### [Required work]
[1] Please repeat the stretch of the Winners Song article from "The song was co-written" through "2 Down Version)", word for word.
[2] In one to three sentences, explain why the song in the Winners Song article moves from A flat major up to B flat major and then to B major.

### [Extract to read]
━━━

Single by Geraldine McQueen (Peter Kay)
- Released: 13 October 2008
- Genre: Parody
- Label: Polydor
- Songwriters: Peter Kay, Gary Barlow

Peter Kay singles chronology
| "(I'm Gonna Be) 500 Miles" (2007) | "The Winners Song" (2008) | "Once Upon a Christmas Song" (2008) |

= The Winners Song =

"The Winners Song" is a single by fictional character Geraldine McQueen from Peter's Kay's Britain's Got the Pop Factor... and Possibly a New Celebrity Jesus Christ Soapstar Superstar Strictly on Ice, a spoof talent contest/comedy by British comedian Peter Kay, who also plays Geraldine. It was released in Europe on 13 October 2008 and reached number two on the UK Singles Chart. It also reached number one in Scotland in June 2009.

The song was co-written by Kay together with Gary Barlow from Take That, and parodies the style of changing key part-way through a song - a popular trick of modern-day pop songs - starting out in A flat major, moving up to B flat major, and then quickly up to B major.

==Video==
The video to the song was released both as a DVD single and as part of the Peter Kay compilation "Special Kay",

===Parody===
The video itself is a parody of Leona Lewis' video for her cover of Kelly Clarkson's, "A Moment Like This", and the box art of the single is a parody of The Meaning of Love, the debut album from Michelle McManus, who won the second series of Pop Idol in 2003.

==Track listing==
1. "The Winners Song"
2. "The Winners Song" (2 Up, 2 Down Version)

━━━

### [Data block]
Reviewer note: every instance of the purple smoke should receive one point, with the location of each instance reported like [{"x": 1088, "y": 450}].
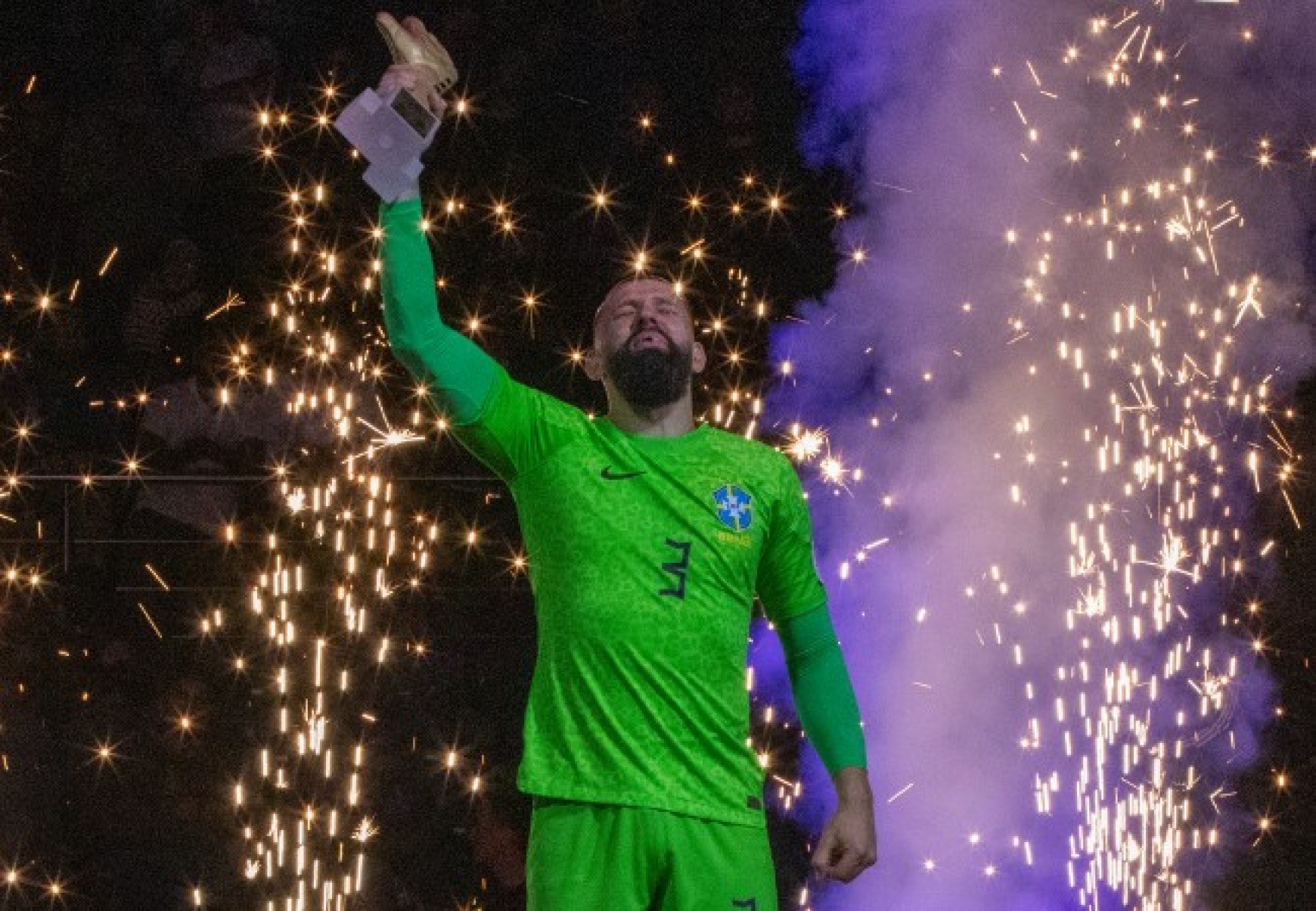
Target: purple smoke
[{"x": 1053, "y": 391}]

━━━

### [Results of the exercise]
[1]
The song was co-written by Kay together with Gary Barlow from Take That, and parodies the style of changing key part-way through a song - a popular trick of modern-day pop songs - starting out in A flat major, moving up to B flat major, and then quickly up to B major.

==Video==
The video to the song was released both as a DVD single and as part of the Peter Kay compilation "Special Kay",

===Parody===
The video itself is a parody of Leona Lewis' video for her cover of Kelly Clarkson's, "A Moment Like This", and the box art of the single is a parody of The Meaning of Love, the debut album from Michelle McManus, who won the second series of Pop Idol in 2003.

==Track listing==
1. "The Winners Song"
2. "The Winners Song" (2 Up, 2 Down Version)

[2] The song parodies the style of changing key part-way through a song. The article describes this as a popular trick of modern-day pop songs.